> [ПОСТАНОВКА ЗАДАЧИ]: Укажите, в скольких строках записей встречается строка «brim». В ответе приведите только число.

-=-=-

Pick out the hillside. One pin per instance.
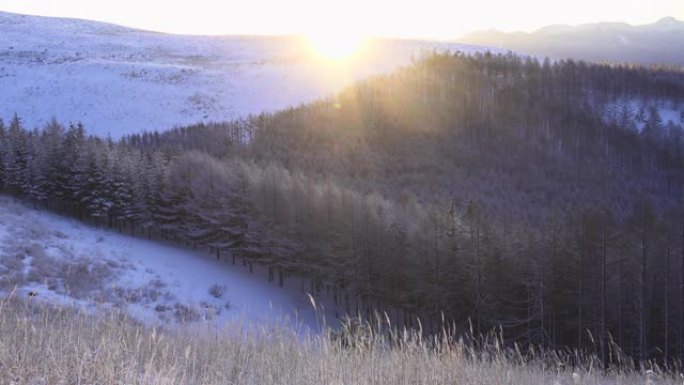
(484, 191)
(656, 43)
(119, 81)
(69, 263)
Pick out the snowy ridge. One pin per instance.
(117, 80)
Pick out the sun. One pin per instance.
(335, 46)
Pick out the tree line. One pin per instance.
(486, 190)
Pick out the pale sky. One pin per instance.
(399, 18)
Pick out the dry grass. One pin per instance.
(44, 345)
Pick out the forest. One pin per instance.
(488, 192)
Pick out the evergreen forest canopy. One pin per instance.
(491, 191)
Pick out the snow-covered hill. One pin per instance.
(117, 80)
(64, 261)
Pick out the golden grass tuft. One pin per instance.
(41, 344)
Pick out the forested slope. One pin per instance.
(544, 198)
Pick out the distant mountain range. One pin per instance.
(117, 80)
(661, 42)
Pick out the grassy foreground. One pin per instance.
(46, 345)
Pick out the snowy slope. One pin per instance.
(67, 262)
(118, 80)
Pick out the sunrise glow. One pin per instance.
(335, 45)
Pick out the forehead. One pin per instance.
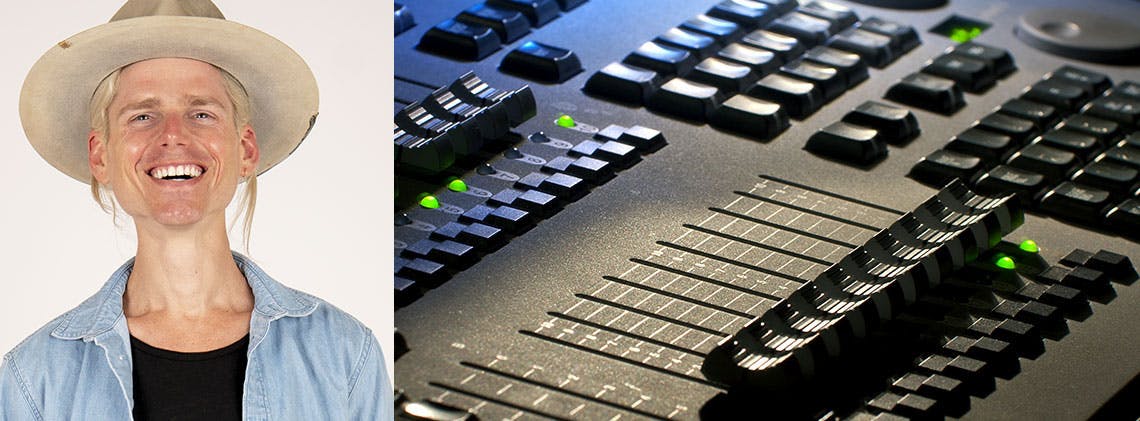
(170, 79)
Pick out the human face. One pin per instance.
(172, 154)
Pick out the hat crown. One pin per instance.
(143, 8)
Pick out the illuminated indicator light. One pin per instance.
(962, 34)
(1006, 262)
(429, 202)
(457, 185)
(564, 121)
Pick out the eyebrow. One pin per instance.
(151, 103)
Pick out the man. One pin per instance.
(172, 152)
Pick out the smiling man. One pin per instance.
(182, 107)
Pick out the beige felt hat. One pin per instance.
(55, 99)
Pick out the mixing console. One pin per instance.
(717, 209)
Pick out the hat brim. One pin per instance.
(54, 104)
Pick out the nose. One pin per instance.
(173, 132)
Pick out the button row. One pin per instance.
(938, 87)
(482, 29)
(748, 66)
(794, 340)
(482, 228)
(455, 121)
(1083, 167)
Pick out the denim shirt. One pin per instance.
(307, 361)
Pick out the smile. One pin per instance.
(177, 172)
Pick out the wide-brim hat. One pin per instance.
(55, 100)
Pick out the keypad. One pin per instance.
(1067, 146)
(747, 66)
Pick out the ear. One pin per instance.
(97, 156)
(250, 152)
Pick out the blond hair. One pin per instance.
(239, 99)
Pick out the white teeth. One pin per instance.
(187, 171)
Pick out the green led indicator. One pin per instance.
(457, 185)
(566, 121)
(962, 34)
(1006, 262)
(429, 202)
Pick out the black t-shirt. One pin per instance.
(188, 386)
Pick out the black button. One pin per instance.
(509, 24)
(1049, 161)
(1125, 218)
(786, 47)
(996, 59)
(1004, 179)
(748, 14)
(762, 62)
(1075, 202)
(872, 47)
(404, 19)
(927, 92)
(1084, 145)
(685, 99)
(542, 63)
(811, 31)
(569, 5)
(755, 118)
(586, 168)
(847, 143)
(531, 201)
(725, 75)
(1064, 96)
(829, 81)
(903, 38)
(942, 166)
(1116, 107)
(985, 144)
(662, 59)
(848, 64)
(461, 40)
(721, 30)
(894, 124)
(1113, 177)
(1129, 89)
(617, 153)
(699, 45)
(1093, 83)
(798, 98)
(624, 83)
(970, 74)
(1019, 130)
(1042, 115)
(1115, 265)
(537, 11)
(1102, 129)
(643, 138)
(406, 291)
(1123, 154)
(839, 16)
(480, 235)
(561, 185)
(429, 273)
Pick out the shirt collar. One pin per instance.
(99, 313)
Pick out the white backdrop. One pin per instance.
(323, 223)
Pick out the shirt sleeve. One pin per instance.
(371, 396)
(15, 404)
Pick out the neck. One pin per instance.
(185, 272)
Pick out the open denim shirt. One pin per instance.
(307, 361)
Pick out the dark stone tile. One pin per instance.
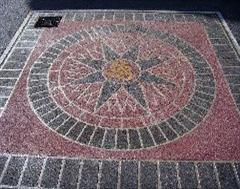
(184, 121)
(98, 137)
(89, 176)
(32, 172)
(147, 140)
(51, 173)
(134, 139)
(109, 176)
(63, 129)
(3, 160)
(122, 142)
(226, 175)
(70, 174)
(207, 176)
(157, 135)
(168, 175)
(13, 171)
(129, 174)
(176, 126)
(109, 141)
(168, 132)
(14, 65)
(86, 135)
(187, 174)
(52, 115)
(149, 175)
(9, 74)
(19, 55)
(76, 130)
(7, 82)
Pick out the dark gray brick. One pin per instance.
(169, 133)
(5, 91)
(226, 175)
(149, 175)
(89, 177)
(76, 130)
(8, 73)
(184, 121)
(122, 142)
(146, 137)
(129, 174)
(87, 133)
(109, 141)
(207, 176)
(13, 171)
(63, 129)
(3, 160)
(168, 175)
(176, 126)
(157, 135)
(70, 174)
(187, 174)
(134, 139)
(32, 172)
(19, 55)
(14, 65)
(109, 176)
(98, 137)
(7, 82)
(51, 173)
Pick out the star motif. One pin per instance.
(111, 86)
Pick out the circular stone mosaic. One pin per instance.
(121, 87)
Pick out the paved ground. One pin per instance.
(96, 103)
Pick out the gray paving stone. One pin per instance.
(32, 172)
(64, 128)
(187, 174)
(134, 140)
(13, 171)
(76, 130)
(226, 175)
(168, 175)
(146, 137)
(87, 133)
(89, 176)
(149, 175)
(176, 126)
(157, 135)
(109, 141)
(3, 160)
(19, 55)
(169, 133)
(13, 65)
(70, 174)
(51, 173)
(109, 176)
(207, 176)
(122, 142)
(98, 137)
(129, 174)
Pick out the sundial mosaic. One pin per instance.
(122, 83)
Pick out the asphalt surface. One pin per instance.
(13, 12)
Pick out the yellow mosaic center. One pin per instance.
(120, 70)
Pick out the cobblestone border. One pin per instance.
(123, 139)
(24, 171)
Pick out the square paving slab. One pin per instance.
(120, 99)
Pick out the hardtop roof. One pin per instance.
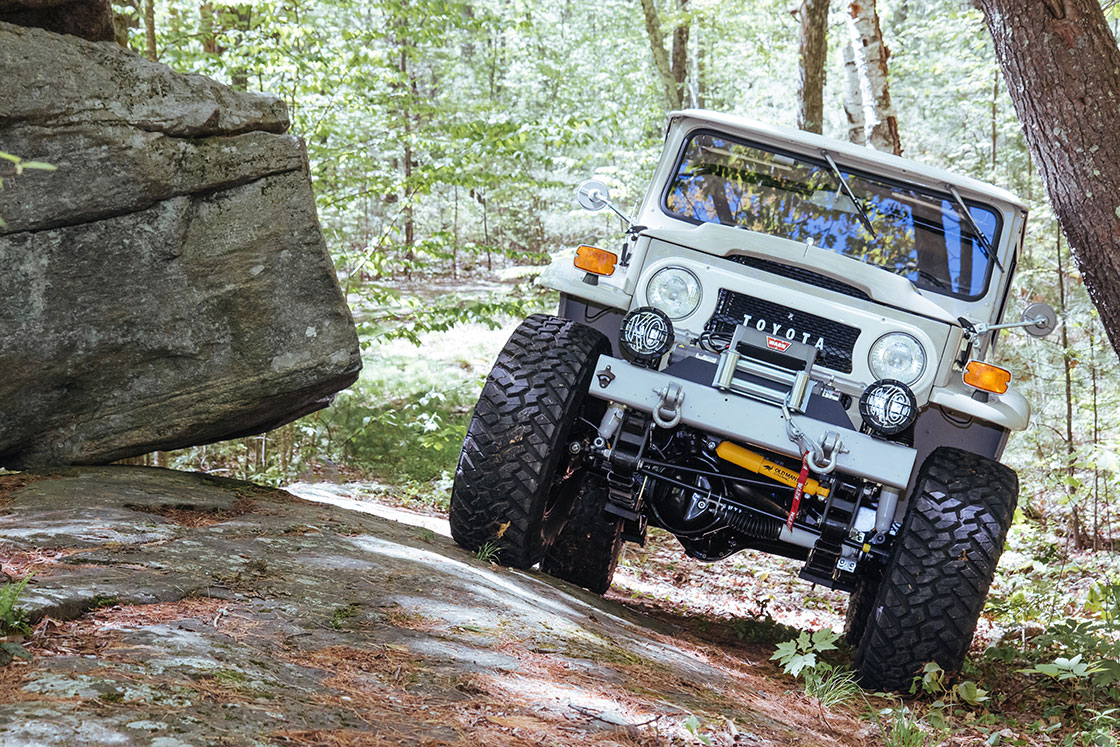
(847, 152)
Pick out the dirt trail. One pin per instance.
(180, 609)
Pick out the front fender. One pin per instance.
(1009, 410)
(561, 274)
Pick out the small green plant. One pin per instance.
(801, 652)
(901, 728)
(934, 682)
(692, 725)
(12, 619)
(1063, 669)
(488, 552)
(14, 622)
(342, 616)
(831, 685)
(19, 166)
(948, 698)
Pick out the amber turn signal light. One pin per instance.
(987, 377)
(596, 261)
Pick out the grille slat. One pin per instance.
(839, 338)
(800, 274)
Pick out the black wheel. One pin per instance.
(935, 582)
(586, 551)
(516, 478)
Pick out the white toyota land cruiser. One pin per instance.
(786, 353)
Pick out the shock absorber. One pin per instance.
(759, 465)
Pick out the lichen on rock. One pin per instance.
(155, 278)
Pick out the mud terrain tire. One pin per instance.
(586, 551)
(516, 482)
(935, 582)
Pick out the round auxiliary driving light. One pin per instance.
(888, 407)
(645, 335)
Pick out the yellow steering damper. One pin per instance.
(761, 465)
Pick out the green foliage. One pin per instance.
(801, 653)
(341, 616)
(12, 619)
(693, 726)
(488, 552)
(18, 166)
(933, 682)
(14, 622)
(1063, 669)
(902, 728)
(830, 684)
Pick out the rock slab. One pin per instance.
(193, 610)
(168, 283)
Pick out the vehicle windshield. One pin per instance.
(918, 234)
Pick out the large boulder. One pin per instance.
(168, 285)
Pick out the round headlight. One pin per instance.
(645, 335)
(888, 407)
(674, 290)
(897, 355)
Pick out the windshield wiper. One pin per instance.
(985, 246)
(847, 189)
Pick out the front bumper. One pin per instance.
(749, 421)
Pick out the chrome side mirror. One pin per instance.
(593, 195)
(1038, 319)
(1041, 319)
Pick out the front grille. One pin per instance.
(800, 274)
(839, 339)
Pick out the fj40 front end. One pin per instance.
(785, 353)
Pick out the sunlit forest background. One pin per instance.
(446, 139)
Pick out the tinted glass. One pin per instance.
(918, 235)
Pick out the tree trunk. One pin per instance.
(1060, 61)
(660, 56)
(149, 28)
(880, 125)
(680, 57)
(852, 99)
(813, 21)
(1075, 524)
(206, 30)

-=-=-

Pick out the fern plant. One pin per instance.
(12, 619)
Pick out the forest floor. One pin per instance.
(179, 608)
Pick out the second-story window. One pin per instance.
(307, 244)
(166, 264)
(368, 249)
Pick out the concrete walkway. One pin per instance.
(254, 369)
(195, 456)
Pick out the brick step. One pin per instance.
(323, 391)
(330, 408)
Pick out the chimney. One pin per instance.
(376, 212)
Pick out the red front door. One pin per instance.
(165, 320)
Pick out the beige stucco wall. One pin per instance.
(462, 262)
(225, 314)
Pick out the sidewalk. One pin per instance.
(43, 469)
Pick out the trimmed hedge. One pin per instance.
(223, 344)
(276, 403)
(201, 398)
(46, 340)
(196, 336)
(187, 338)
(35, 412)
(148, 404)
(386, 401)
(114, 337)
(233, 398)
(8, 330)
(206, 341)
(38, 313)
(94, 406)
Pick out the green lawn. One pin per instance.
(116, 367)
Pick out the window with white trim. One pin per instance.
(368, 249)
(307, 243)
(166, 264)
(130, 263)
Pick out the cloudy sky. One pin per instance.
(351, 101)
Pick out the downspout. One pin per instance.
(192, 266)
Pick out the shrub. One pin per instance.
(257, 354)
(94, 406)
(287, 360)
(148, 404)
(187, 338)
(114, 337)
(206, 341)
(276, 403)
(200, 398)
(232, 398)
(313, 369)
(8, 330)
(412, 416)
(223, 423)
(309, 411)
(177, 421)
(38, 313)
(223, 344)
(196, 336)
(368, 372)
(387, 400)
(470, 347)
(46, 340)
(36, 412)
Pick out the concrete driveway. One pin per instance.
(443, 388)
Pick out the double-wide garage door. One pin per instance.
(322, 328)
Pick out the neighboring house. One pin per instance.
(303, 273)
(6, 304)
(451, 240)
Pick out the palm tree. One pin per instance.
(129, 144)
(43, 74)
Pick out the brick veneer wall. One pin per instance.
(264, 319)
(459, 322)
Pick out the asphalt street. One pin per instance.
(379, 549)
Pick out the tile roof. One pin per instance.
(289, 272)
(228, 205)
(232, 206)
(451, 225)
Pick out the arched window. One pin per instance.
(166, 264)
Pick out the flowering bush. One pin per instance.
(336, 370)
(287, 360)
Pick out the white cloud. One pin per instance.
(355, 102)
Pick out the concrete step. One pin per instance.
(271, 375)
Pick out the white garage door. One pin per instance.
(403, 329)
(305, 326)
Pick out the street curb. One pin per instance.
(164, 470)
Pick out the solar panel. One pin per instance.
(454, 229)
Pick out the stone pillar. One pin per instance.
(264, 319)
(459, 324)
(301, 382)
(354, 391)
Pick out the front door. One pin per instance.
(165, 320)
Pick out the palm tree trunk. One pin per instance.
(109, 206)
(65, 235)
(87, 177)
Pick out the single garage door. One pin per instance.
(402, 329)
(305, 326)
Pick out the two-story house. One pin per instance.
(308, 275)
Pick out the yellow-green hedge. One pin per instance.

-=-=-

> [ВЫПОЛНЕННОЕ ЗАДАНИЕ]: 2